Provided passage:

*** Block opens ***

And there you have it. A diseased mind blathering on about a diseased tree in a Tasmanian forest, as if that would be a sustainable basis for a forestry industry ... Now can we have another fatuous image?

These are Australia’s true conservatives, the ones defending the cultural institutions they have either taken over or created in the 50 years since Donald Horne wrote The Lucky Country. Horne’s list of special interest groups is relatively short: the wheat, sugar and wool lobbies, the churches, the RSL, the four newspaper groups, BHP, the Chamber of Manufacturers and the unions in the Labor Party. Today’s list would be many times longer, but like the reactionaries in 1964, their grip on the levers of cultural power is less secure than they imagine. There is precious little support for their worn-out causes outside of the beret-wearing zone.

The beret-wearing zone! It's the perfidious frogs, and somehow they've found their way to the colonies with their bloody French sticks and their airs and graces ...

Around this point in time in the good old days, the pond's father, perhaps influenced by drink and a perceived notion of a long lost Irish heritage, would announce that stupid Pommie bastards, newbies, and silly asses, should just pack their portmanteaus, piss off back home, and leave the colonies alone ...

Thankfully such idle abuse is no longer viable, at least outside the world of blogs and the Murdoch press ...

For the rest, the Caterists do a valiant job of imitating the black knight in a Python sketch. It really was a victory, you see, Abbott folding on the matter of 18C.

The Bolter need never fear its wrath again, we can all talk of stupid Dutch folk and useless Pommie bastards, and so all may enter the house of the long lost lord righteous and justified, full of idle, childish abuse of the beret-wearing kind ...

And the Murdoch press can go on being abusive, and paying no heed to anyone, not even to the Press Council which ostensibly it agreed should help the industry to self-regulate:

The case started a backlash that destroyed the Gillard government’s restrictive anti-discrimination legislation and gave the Abbott government the ­motivation to reshape the Human Rights Commission. Tim Wilson’s appointment with special responsibilities for free speech has noticeably shifted the body’s focus. 
Brandis, it should be noted, played a key part in both those achievements, a fact that should not be forgotten, despite the defeat of his Freedom of Speech Bill.

*** Block closes ***

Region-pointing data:
*** Block opens ***

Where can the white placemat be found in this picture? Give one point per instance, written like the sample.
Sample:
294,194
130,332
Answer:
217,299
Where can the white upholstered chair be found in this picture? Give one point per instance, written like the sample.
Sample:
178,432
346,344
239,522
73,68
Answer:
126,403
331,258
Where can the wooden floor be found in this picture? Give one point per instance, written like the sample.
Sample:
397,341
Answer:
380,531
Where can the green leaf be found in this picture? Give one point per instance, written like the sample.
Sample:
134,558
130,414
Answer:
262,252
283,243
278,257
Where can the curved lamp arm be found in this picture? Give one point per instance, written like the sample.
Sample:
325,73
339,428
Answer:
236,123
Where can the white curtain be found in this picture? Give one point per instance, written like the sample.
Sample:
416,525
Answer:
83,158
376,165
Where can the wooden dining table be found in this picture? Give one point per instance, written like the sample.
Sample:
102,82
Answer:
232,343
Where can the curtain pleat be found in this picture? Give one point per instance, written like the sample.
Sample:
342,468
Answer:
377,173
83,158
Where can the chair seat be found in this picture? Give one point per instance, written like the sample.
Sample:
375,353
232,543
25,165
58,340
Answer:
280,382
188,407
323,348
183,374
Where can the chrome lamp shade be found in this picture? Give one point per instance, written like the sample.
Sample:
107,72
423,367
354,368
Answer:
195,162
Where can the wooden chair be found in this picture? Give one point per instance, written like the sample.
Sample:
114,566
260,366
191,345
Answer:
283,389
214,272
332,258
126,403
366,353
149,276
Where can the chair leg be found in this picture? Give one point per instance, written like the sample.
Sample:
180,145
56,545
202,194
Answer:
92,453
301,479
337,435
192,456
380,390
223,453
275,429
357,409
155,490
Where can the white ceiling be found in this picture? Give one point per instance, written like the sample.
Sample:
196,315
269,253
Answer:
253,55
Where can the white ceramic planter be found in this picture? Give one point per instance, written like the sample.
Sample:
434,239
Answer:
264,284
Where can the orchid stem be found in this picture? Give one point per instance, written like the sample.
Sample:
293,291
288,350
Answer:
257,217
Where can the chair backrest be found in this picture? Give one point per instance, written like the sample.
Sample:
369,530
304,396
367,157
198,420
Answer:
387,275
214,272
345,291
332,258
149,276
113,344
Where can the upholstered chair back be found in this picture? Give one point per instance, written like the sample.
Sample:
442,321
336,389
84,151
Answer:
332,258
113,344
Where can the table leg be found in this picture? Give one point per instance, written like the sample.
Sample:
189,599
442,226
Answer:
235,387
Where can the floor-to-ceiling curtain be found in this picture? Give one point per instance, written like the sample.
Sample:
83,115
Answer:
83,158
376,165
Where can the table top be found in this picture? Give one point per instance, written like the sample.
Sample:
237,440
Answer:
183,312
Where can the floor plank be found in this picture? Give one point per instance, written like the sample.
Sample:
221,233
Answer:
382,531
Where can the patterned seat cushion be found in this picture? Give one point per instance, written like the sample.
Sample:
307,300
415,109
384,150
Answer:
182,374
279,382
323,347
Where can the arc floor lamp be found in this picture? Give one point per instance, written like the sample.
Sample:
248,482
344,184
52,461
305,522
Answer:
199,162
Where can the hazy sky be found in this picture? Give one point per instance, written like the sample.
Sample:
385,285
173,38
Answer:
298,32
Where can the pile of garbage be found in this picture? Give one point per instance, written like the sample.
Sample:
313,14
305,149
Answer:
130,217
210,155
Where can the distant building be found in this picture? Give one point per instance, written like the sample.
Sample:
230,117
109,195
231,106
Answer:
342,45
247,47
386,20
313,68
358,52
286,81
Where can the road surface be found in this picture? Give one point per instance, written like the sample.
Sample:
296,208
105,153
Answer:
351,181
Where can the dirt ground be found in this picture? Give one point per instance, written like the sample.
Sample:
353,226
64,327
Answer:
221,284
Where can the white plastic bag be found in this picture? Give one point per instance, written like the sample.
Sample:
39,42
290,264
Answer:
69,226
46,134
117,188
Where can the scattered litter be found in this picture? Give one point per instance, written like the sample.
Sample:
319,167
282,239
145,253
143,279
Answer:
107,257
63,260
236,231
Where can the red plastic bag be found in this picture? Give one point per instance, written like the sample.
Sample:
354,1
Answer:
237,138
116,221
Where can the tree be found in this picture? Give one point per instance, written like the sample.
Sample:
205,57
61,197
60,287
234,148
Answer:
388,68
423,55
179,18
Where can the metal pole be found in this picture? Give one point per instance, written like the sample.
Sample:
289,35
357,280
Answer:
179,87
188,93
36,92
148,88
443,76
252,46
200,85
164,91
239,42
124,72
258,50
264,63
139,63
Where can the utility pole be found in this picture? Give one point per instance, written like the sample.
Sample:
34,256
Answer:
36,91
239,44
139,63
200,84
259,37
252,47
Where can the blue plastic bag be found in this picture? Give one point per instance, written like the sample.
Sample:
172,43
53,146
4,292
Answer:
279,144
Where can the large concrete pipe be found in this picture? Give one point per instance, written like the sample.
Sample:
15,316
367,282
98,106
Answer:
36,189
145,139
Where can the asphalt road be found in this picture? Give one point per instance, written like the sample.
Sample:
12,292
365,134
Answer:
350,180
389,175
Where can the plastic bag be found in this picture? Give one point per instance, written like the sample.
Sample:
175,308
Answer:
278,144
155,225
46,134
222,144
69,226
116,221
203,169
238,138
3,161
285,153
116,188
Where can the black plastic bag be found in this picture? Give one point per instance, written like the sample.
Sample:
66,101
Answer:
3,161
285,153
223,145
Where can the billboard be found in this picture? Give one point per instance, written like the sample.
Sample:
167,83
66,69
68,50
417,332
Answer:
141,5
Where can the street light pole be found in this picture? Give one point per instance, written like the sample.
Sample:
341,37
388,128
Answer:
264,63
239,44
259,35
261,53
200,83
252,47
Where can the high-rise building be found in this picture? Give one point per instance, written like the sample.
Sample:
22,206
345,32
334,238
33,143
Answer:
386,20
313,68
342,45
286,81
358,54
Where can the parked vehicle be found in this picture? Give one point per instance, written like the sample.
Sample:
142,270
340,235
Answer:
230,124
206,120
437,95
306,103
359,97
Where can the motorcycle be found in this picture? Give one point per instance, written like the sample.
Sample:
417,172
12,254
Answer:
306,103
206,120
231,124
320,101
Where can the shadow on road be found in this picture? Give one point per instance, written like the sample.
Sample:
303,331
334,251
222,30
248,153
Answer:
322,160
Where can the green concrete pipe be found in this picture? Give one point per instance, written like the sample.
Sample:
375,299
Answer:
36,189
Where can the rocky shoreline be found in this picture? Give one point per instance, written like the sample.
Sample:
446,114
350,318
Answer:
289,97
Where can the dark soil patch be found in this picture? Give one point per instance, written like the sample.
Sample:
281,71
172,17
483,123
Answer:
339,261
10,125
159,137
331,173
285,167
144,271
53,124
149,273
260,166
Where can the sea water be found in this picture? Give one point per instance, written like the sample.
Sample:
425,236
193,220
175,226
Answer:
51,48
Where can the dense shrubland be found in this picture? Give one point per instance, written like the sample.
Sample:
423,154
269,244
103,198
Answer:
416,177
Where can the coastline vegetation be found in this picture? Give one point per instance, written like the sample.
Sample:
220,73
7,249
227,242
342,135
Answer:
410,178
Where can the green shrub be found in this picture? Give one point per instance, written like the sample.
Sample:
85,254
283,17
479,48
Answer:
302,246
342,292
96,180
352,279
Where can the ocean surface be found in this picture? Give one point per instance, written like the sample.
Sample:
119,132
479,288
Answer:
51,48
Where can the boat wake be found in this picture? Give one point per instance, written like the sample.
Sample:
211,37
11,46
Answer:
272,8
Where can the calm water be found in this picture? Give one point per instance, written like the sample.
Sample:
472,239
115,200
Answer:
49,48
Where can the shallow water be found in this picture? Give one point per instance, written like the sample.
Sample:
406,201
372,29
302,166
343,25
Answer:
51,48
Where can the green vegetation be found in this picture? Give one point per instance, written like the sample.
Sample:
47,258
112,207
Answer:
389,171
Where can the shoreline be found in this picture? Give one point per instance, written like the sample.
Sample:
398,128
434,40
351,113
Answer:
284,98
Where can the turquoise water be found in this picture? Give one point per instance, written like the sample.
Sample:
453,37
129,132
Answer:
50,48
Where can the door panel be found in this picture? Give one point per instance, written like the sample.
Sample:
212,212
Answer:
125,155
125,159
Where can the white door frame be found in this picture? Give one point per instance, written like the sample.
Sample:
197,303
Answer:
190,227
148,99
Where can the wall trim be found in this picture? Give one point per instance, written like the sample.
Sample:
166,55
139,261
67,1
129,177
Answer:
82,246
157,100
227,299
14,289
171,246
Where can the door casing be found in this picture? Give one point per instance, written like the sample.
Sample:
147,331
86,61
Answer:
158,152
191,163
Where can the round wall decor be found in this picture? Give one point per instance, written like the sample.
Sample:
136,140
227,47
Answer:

*** Block closes ***

Task requirements:
**1)** Reproduce the part of the commentary on the free speech debate starting with "The case started" and going on through "of Speech Bill.".
**2)** Continue the commentary on the free speech debate from the point where it stops.
This data comes from a different source than the commentary on the free speech debate.

Expected results:
**1)**
The case started a backlash that destroyed the Gillard government’s restrictive anti-discrimination legislation and gave the Abbott government the ­motivation to reshape the Human Rights Commission. Tim Wilson’s appointment with special responsibilities for free speech has noticeably shifted the body’s focus. 
Brandis, it should be noted, played a key part in both those achievements, a fact that should not be forgotten, despite the defeat of his Freedom of Speech Bill.

**2)**
In the end, the real issue is not 18C but the illiberal climate that encouraged the complainants in the Bolt case to pursue their audacious case. 
The pain of dashed expectations is acute for the many who wanted 18C off the statute books. Yet for the first time in decades the rights industry is fighting to hold its ground rather than planning its next grand adventure.

Oh yes, another hit of the kool aid please. Tim Wilson huzzah, George Brandis huzzah, the Bolter huzzah, the Caterists huzzah, the Murdoch press huzzah, the IPA huzzah, now into the valley, and don't you worry about following the five hundred. Everything's for the best in the best of all paranoid, abusive, offensive worlds ...

Or maybe it's just time for a cartoon about the sad fate of jolly Joe, and as always, more Pope here:

Oh endless fun can be had working out whether the other David caught it better, and as always there's more Rowe here.

But then, unlike Bill Leak, the two Davids still remember how to be funny, which it should be noted, is very different from the unconscious humour to be discovered watching the reptiles at play, tearing the limbs off anyone in the vicinity of the reptile park, or the Caterists shedding crocodile tears which might on an average day be mistaken for the tears the Walrus shed over the oysters in Carroll's splendid poem.







1 comment:

  1. Lovely as ever but a bit of a shame the Pond didn't stick around to hear the silent song of Aurora and the "I don't recall" choir. Would've thought you could sniff out a bit of brand protection, bureaucratic bungling and scapegoating when it's as plain as doghit on the footpath - hate to think its because our previous ALP govt used the blackest day in sport for an umbrellas worth or respite from it's then 40 days or shit showers. Fairfax, AFL, ASADA, Lundy? Nah, it must be that Hird bloke, he's behind it all!